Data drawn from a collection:
----
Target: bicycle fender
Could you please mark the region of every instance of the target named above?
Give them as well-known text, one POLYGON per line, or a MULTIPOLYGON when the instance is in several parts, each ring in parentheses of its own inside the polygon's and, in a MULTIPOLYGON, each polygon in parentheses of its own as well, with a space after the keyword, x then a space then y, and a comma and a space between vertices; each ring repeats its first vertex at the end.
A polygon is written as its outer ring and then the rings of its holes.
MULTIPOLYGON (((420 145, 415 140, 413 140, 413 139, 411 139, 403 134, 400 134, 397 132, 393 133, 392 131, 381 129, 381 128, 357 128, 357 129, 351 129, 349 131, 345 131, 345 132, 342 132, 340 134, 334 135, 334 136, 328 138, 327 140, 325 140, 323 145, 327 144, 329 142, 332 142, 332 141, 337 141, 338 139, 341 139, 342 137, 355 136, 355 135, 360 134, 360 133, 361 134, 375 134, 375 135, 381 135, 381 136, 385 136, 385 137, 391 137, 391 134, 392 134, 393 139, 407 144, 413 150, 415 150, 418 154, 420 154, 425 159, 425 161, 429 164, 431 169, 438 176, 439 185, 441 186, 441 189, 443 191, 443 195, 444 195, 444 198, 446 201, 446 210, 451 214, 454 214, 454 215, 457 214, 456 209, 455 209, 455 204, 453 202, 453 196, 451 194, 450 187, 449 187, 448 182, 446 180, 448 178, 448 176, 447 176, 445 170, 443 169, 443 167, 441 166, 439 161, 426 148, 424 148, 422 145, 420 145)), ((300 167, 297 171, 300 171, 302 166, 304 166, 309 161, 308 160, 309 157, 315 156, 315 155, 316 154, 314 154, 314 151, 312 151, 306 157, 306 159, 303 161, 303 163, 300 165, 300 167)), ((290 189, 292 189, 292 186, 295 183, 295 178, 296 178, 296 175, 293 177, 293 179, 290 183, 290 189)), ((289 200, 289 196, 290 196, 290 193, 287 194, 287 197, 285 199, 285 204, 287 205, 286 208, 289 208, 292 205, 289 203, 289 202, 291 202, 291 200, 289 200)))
----
◆ STATED PROBLEM
Please format every line of the listing above as a Markdown table with the columns Row and Line, numbering the rows in order and omitting blank lines.

◆ REPLY TO THE EXERCISE
| Row | Line |
|---|---|
| 1 | Target: bicycle fender |
| 2 | Could you please mark the region of every instance of the target named above? |
| 3 | Give them as well-known text, one POLYGON per line, or a MULTIPOLYGON when the instance is in several parts, each ring in parentheses of its own inside the polygon's and, in a MULTIPOLYGON, each polygon in parentheses of its own as well, with a space after the keyword, x then a space then y, and a comma and a space between vertices; each ring repeats its first vertex at the end. |
| 4 | A polygon is written as its outer ring and then the rings of its holes. |
| 5 | MULTIPOLYGON (((420 145, 415 140, 413 140, 413 139, 411 139, 403 134, 400 134, 397 132, 393 133, 392 131, 381 129, 381 128, 357 128, 357 129, 351 129, 349 131, 345 131, 345 132, 342 132, 340 134, 334 135, 334 136, 328 138, 327 140, 325 140, 323 145, 327 144, 329 142, 332 142, 332 141, 337 141, 338 139, 341 139, 342 137, 355 136, 355 135, 360 134, 360 133, 361 134, 375 134, 375 135, 381 135, 381 136, 385 136, 385 137, 391 137, 391 134, 392 134, 393 139, 407 144, 413 150, 415 150, 418 154, 420 154, 425 159, 425 161, 429 164, 431 169, 438 176, 439 185, 441 186, 441 189, 443 191, 443 195, 444 195, 444 198, 446 201, 446 210, 451 214, 454 214, 454 215, 457 214, 456 209, 455 209, 455 204, 453 202, 453 196, 451 194, 450 187, 449 187, 448 182, 446 180, 448 178, 448 176, 447 176, 445 170, 443 169, 443 167, 441 166, 439 161, 426 148, 424 148, 422 145, 420 145)), ((300 167, 297 171, 300 171, 302 166, 304 166, 309 161, 308 160, 309 157, 315 156, 315 155, 316 154, 314 154, 314 151, 312 151, 306 157, 306 159, 303 161, 303 163, 300 165, 300 167)), ((290 189, 292 189, 292 186, 295 183, 295 178, 296 178, 296 175, 293 177, 293 179, 290 183, 290 189)), ((289 200, 289 196, 290 196, 290 193, 287 194, 287 197, 285 199, 285 204, 287 205, 286 208, 289 208, 292 205, 289 203, 289 202, 291 202, 291 200, 289 200))) |